What to work on:
(a) According to the commentary on Missouri's law, what office does Nicole Galloway hold?
(b) Print the stretch of the commentary on Missouri's law from "Missouri women need" through "it’s the law.", word for word.

Text section:
*****
Women should be trusted to make their own health care decisions. In fact, it’s our constitutional right. Instead, we are subjected to extreme laws. It’s been happening for years, and it leaves all of us wondering what will come next. Considerations for the life and health of the mother could very well come under attack.

The governor and Republican lawmakers in Jefferson City have gone too far.

I am not alone in feeling this way. In fact, Republicans, Democrats and independents in our state and across the nation are shocked by this law. This includes President Donald Trump, who came out in opposition to this cruel public policy of not making exceptions in the case of rape or incest.

I’m frustrated to once again see Missouri portrayed this way, especially over an issue that is so personal to so many people.

Sometimes, the memories in the Capitol halls of Jefferson City are short. Even so, we all remember in 2012 when Todd Akin, the U.S. Senate nominee of the Republican Party, referred to “legitimate rape” and that a woman’s “body has ways to try to shut that whole thing down.” It made national headlines and was an embarrassment. Missourians refused to allow it.

Missouri women need health care. Missouri families need to know they have access to the constitutional rights granted under Roe v. Wade.

Instead, our state is once again at the forefront of extremism, because the governor is disrespecting women and delivering another dose of Akin. This time, it’s not just rhetoric, it’s the law.

Nicole Galloway is the Missouri state auditor.
*****
Supplied records:
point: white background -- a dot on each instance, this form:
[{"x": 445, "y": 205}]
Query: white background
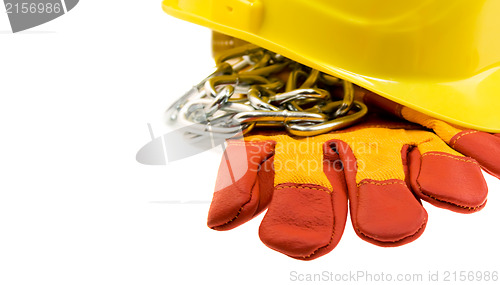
[{"x": 76, "y": 208}]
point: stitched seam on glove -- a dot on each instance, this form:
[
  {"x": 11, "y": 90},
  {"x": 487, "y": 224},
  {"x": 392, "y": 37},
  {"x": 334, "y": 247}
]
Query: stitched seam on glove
[
  {"x": 333, "y": 224},
  {"x": 248, "y": 201},
  {"x": 394, "y": 241},
  {"x": 452, "y": 157},
  {"x": 440, "y": 200}
]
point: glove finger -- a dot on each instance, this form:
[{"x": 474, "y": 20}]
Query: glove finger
[
  {"x": 447, "y": 180},
  {"x": 244, "y": 184},
  {"x": 483, "y": 147},
  {"x": 383, "y": 211},
  {"x": 305, "y": 220}
]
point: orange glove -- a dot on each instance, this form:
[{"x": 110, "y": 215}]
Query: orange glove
[{"x": 383, "y": 167}]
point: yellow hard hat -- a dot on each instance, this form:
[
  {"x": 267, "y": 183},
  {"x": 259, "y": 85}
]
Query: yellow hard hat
[{"x": 440, "y": 57}]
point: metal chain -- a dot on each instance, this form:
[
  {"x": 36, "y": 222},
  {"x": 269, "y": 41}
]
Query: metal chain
[{"x": 253, "y": 87}]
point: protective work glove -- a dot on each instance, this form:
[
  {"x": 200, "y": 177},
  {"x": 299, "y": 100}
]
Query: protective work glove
[
  {"x": 483, "y": 147},
  {"x": 385, "y": 169}
]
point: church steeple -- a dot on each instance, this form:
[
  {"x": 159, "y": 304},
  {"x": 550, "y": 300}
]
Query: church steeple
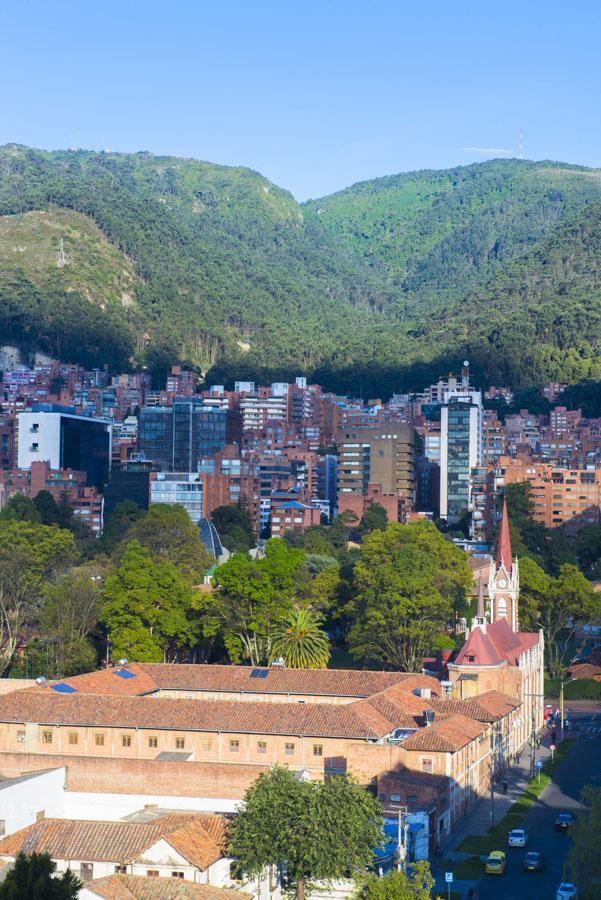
[{"x": 504, "y": 544}]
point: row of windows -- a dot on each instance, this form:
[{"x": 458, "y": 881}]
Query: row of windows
[{"x": 180, "y": 742}]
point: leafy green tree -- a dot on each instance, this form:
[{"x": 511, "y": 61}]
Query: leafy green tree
[
  {"x": 252, "y": 595},
  {"x": 584, "y": 858},
  {"x": 33, "y": 877},
  {"x": 316, "y": 830},
  {"x": 31, "y": 556},
  {"x": 149, "y": 609},
  {"x": 71, "y": 612},
  {"x": 20, "y": 509},
  {"x": 375, "y": 518},
  {"x": 169, "y": 533},
  {"x": 398, "y": 885},
  {"x": 300, "y": 641},
  {"x": 409, "y": 582},
  {"x": 558, "y": 605}
]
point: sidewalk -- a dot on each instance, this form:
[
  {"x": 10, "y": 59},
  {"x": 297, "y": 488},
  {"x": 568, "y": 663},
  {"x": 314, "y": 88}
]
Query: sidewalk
[{"x": 478, "y": 820}]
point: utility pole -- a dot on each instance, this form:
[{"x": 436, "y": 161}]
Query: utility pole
[{"x": 402, "y": 839}]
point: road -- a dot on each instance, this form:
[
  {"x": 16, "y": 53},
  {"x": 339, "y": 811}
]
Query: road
[{"x": 580, "y": 768}]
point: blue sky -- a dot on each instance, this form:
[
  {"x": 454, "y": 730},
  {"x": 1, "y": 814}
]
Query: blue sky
[{"x": 315, "y": 95}]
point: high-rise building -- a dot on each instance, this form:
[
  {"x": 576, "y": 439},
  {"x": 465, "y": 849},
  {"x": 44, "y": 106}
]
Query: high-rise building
[
  {"x": 460, "y": 448},
  {"x": 382, "y": 454},
  {"x": 57, "y": 435},
  {"x": 178, "y": 436}
]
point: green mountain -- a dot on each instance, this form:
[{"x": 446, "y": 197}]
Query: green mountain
[{"x": 387, "y": 283}]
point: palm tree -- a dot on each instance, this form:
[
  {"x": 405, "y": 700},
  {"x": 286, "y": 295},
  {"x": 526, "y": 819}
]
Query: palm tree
[{"x": 300, "y": 641}]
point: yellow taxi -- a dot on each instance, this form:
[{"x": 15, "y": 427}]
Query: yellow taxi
[{"x": 495, "y": 863}]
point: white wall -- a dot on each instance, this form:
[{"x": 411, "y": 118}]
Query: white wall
[{"x": 22, "y": 799}]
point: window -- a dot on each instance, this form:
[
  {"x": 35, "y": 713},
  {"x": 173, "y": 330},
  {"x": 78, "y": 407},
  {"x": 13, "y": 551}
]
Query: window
[{"x": 86, "y": 871}]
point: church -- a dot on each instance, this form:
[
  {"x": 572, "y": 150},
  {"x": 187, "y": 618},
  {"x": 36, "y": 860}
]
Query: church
[{"x": 496, "y": 654}]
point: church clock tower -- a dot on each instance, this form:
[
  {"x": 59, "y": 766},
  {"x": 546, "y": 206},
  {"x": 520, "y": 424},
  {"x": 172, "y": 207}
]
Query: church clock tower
[{"x": 504, "y": 581}]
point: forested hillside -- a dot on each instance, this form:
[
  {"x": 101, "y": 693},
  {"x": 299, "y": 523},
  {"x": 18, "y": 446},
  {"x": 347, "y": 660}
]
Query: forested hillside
[{"x": 384, "y": 284}]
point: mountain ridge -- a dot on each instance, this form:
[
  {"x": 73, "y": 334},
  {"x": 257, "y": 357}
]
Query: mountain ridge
[{"x": 369, "y": 283}]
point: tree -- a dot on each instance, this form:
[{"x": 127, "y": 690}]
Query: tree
[
  {"x": 398, "y": 885},
  {"x": 20, "y": 509},
  {"x": 71, "y": 612},
  {"x": 169, "y": 532},
  {"x": 31, "y": 556},
  {"x": 301, "y": 642},
  {"x": 314, "y": 829},
  {"x": 149, "y": 609},
  {"x": 558, "y": 605},
  {"x": 252, "y": 596},
  {"x": 584, "y": 858},
  {"x": 33, "y": 877},
  {"x": 409, "y": 582}
]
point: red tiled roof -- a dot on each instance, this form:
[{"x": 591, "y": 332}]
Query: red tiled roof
[
  {"x": 445, "y": 735},
  {"x": 135, "y": 887},
  {"x": 349, "y": 720},
  {"x": 118, "y": 842}
]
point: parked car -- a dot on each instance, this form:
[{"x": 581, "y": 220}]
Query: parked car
[
  {"x": 563, "y": 821},
  {"x": 533, "y": 862},
  {"x": 517, "y": 838},
  {"x": 496, "y": 862}
]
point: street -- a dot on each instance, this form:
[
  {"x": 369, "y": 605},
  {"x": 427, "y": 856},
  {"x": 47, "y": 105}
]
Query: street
[{"x": 581, "y": 767}]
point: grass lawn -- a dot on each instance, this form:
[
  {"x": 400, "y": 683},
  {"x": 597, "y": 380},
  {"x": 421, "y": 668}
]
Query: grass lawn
[{"x": 496, "y": 838}]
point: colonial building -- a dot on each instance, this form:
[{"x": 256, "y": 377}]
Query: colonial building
[{"x": 497, "y": 655}]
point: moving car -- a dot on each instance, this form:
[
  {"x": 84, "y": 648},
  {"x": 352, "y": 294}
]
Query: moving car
[
  {"x": 517, "y": 838},
  {"x": 563, "y": 821},
  {"x": 533, "y": 862},
  {"x": 496, "y": 862}
]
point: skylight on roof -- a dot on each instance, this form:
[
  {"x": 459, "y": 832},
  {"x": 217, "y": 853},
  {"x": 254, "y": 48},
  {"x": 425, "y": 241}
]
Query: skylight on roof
[{"x": 124, "y": 673}]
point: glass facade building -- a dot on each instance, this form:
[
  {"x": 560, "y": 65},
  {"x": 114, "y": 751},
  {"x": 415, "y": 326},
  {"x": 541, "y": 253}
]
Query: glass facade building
[{"x": 177, "y": 437}]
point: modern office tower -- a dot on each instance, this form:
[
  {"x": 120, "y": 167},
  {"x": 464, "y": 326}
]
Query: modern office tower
[
  {"x": 65, "y": 440},
  {"x": 178, "y": 436},
  {"x": 183, "y": 488},
  {"x": 384, "y": 454},
  {"x": 460, "y": 448}
]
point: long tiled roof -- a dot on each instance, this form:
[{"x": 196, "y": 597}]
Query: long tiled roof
[
  {"x": 135, "y": 887},
  {"x": 445, "y": 735},
  {"x": 151, "y": 677},
  {"x": 314, "y": 719},
  {"x": 118, "y": 842}
]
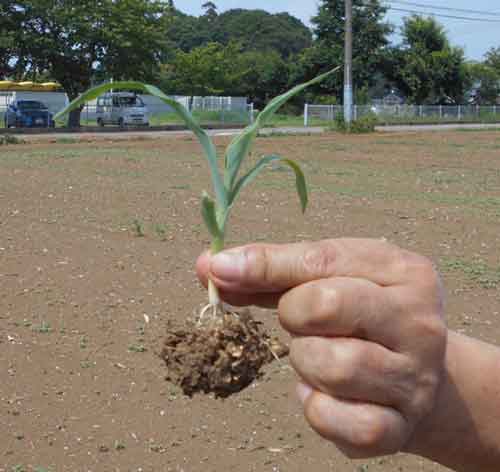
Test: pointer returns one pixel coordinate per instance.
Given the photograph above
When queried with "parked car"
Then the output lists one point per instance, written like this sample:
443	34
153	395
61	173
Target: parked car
28	114
122	109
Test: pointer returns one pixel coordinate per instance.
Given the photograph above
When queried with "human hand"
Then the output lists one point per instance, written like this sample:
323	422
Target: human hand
369	335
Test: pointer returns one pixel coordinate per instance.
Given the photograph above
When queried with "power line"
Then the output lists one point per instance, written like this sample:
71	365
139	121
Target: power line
455	17
436	7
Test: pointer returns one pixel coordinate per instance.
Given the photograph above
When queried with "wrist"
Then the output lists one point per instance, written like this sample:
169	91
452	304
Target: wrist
461	431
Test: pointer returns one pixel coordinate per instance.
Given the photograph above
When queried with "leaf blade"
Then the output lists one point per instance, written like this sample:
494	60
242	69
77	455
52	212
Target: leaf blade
300	180
208	212
240	146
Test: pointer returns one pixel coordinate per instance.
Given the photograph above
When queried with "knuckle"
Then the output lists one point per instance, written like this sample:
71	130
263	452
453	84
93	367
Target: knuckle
258	268
371	433
432	329
319	259
326	302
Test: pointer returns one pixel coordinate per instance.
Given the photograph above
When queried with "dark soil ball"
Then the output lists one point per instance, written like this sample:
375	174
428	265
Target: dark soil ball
222	357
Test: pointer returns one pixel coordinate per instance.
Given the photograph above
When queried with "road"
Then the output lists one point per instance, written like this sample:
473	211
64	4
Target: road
131	135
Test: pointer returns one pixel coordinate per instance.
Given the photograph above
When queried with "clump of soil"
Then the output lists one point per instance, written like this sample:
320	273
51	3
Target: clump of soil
222	356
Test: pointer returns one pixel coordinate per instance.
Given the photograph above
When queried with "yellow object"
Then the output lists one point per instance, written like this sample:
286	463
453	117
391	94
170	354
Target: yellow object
29	86
6	84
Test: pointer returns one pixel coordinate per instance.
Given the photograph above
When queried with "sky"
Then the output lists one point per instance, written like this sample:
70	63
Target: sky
474	36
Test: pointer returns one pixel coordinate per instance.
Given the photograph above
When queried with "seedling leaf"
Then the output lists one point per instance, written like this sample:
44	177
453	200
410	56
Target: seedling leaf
240	146
300	181
210	216
205	141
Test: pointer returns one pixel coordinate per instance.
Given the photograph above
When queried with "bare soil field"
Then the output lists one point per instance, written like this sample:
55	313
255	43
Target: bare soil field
97	248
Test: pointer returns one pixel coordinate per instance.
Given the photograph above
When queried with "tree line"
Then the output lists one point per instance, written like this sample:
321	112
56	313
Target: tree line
238	52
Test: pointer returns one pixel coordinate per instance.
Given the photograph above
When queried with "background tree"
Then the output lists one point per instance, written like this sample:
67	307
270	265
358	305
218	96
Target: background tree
370	38
255	30
267	75
208	70
425	67
210	10
486	83
71	40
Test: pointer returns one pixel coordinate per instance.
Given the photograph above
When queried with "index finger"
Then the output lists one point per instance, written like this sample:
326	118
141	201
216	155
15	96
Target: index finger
270	268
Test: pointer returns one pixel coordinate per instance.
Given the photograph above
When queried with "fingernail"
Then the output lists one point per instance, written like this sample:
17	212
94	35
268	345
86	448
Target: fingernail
228	265
303	392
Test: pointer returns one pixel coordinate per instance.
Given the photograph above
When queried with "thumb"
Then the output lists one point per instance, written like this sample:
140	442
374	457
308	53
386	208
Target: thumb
270	268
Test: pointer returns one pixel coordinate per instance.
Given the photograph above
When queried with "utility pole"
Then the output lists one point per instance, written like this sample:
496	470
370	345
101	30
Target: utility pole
348	94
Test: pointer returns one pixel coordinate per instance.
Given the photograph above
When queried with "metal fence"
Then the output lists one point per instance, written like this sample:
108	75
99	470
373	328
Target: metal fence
162	115
401	114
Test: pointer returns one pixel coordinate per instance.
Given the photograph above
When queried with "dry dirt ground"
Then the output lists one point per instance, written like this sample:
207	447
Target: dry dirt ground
97	249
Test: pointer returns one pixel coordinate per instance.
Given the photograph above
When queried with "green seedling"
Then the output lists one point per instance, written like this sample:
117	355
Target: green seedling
227	184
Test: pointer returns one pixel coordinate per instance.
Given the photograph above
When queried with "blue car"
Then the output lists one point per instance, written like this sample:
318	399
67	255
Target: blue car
28	114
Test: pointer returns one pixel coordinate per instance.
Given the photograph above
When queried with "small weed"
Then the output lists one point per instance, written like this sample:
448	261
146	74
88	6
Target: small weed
44	328
10	139
119	446
137	348
365	124
84	342
161	231
66	141
138	228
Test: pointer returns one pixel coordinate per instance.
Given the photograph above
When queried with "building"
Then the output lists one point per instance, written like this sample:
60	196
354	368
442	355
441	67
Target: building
49	93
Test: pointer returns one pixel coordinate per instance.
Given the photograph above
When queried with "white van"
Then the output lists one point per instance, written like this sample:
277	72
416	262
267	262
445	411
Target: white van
122	109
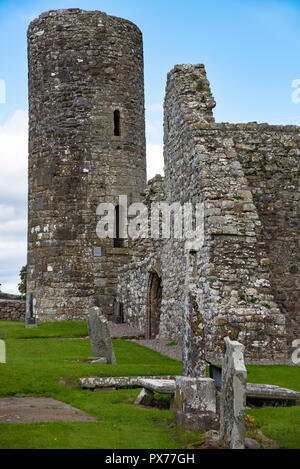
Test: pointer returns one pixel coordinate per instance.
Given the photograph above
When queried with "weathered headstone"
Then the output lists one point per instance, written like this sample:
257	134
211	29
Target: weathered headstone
233	396
195	404
2	352
100	337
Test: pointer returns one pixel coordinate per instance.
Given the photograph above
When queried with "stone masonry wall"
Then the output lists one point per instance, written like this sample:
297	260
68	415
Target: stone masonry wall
231	286
133	280
83	66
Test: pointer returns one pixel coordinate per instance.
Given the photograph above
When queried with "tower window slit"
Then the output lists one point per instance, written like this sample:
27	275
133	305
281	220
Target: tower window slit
117	130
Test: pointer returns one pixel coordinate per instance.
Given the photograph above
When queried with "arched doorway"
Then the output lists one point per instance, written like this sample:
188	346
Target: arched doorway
154	304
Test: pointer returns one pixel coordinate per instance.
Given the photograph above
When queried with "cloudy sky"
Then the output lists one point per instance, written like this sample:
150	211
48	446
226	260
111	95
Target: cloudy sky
250	49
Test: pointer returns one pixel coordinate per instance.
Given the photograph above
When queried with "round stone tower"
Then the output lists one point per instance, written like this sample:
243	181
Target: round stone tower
86	146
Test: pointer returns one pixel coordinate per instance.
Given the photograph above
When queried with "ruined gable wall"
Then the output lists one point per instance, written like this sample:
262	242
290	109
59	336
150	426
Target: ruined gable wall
270	156
233	293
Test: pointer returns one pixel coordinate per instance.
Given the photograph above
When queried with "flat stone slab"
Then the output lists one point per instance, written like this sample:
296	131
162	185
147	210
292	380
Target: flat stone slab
39	409
166	385
269	391
163	386
120	382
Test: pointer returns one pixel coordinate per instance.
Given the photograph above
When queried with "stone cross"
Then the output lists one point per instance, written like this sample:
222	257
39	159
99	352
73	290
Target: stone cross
100	337
233	396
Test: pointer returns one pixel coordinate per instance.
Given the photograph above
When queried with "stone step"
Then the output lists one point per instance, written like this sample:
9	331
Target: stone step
269	391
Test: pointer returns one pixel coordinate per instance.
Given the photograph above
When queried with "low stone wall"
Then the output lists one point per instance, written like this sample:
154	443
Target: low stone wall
12	310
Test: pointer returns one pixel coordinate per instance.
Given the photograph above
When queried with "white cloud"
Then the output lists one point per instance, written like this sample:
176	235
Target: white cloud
155	160
155	107
13	158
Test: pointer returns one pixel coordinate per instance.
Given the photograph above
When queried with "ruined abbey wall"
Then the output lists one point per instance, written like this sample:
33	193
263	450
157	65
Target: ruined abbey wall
83	67
232	283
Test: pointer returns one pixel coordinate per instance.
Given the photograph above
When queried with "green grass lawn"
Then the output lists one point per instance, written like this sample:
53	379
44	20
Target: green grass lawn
38	365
*****
Complete answers:
(a) She is the Missouri state auditor.

(b)
Missouri women need health care. Missouri families need to know they have access to the constitutional rights granted under Roe v. Wade.

Instead, our state is once again at the forefront of extremism, because the governor is disrespecting women and delivering another dose of Akin. This time, it’s not just rhetoric, it’s the law.